According to the court opinion below, what did Hickory Ridge Campground, Inc. propose to develop on lot 151?

Excerpted passage:
%%

Hardy v. Zoning Bd. of Review of Town of Coventry

Annotate this Case

321 A.2d 289 (1974)

Vernon H. HARDY et al. v. ZONING BOARD OF REVIEW OF the TOWN OF COVENTRY.

No. 73-113-M. P.

Supreme Court of Rhode Island.

June 27, 1974.

*290 Marion J. Dillon, Francis J. Maguire, for petitioners.

Paul A. Anderson, Asst. Town Sol., Providence, for respondent.

OPINION

ROBERTS, Chief Justice.

This petition for certiorari was brought to review the action of the Superior Court affirming a decision of the Zoning Board of Review of the Town of Coventry dismissing the petitioners' appeal from the issuance by the building inspector of that town of three building permits to the Hickory Ridge Campground, Inc., as the owner of a tract of land, identified as lot 151, on which it proposed to develop a campsite and trailer park. It is not disputed that at the time the permits issued the tract in question was within a district zoned for rural residential uses or that at that time under art. II, sec. 3(6), of the ordinance a "Camping area (Seasonal)" was a permitted use in such a rural residential district.

%%

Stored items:
%%

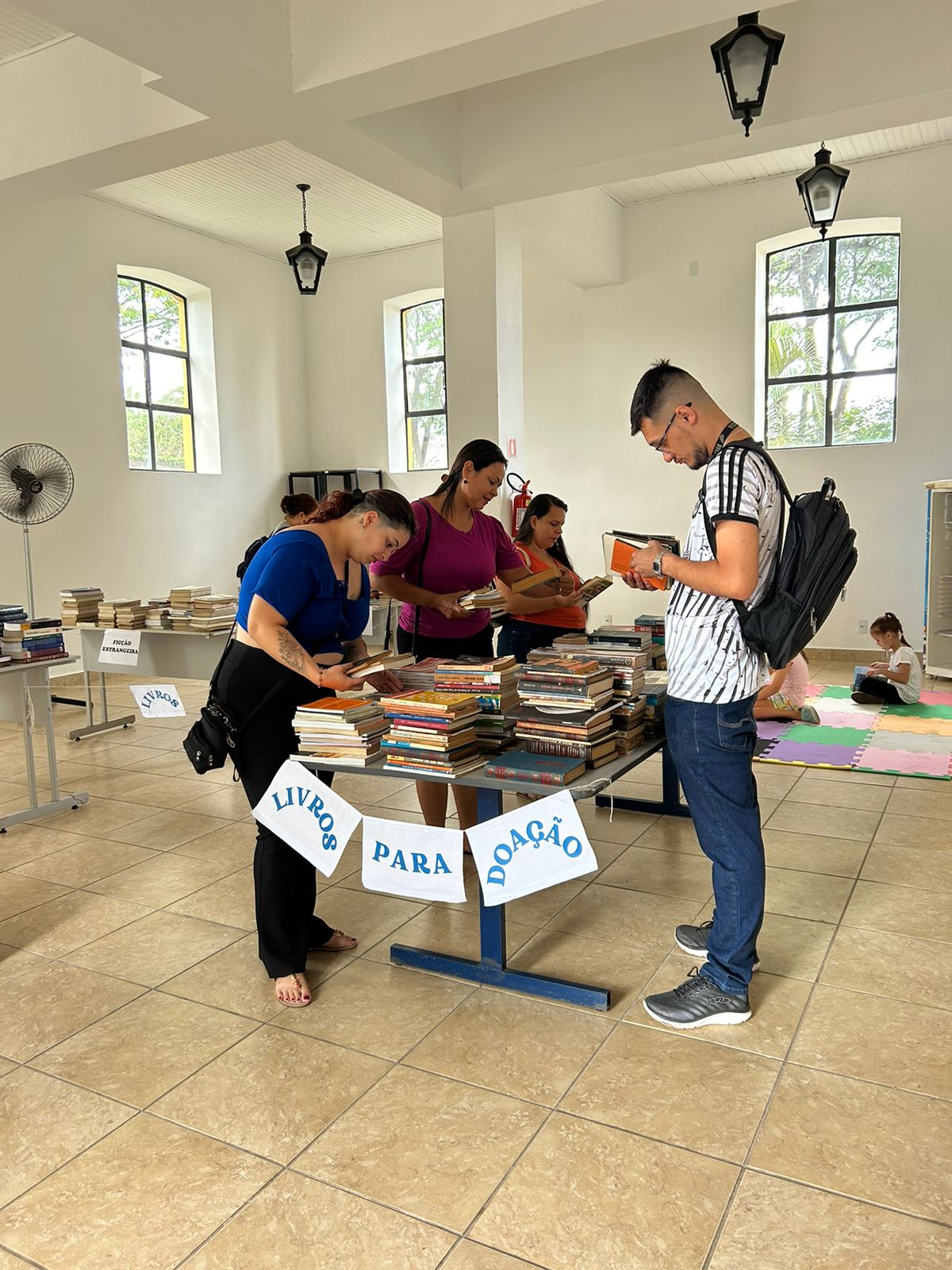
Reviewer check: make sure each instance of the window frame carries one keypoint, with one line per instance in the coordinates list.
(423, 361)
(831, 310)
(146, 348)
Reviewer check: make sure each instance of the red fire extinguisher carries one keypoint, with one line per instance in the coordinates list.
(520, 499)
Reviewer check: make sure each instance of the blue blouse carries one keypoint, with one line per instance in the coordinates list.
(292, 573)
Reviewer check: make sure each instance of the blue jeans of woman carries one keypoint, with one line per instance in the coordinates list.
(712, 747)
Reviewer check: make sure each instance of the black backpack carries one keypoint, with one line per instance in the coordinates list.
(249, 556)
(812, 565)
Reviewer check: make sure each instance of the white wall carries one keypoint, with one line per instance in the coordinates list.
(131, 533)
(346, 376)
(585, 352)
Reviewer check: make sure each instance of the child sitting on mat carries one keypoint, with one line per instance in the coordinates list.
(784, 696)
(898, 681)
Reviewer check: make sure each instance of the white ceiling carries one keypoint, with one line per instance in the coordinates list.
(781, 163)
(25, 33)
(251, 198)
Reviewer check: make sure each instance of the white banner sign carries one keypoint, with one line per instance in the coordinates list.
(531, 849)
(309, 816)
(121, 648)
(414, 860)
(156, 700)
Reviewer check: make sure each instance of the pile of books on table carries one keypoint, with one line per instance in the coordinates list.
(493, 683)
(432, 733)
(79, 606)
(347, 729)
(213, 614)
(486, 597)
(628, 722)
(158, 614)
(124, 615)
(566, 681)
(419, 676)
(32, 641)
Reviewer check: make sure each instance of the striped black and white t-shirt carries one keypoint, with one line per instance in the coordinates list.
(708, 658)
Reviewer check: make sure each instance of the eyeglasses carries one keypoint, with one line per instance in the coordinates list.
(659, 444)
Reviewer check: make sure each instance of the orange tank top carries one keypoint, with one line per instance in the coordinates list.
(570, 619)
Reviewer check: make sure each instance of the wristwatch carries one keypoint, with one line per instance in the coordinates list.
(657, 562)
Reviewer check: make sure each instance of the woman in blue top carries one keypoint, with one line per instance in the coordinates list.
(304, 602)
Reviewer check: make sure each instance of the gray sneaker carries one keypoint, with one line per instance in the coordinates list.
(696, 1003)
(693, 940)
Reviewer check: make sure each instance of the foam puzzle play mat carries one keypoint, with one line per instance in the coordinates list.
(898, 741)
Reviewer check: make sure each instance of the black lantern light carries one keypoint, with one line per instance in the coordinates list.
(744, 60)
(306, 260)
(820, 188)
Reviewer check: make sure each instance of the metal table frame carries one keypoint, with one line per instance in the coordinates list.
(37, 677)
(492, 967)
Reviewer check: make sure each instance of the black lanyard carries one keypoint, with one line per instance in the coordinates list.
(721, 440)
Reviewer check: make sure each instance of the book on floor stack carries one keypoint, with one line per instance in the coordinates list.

%%

Expected output: A campsite and trailer park.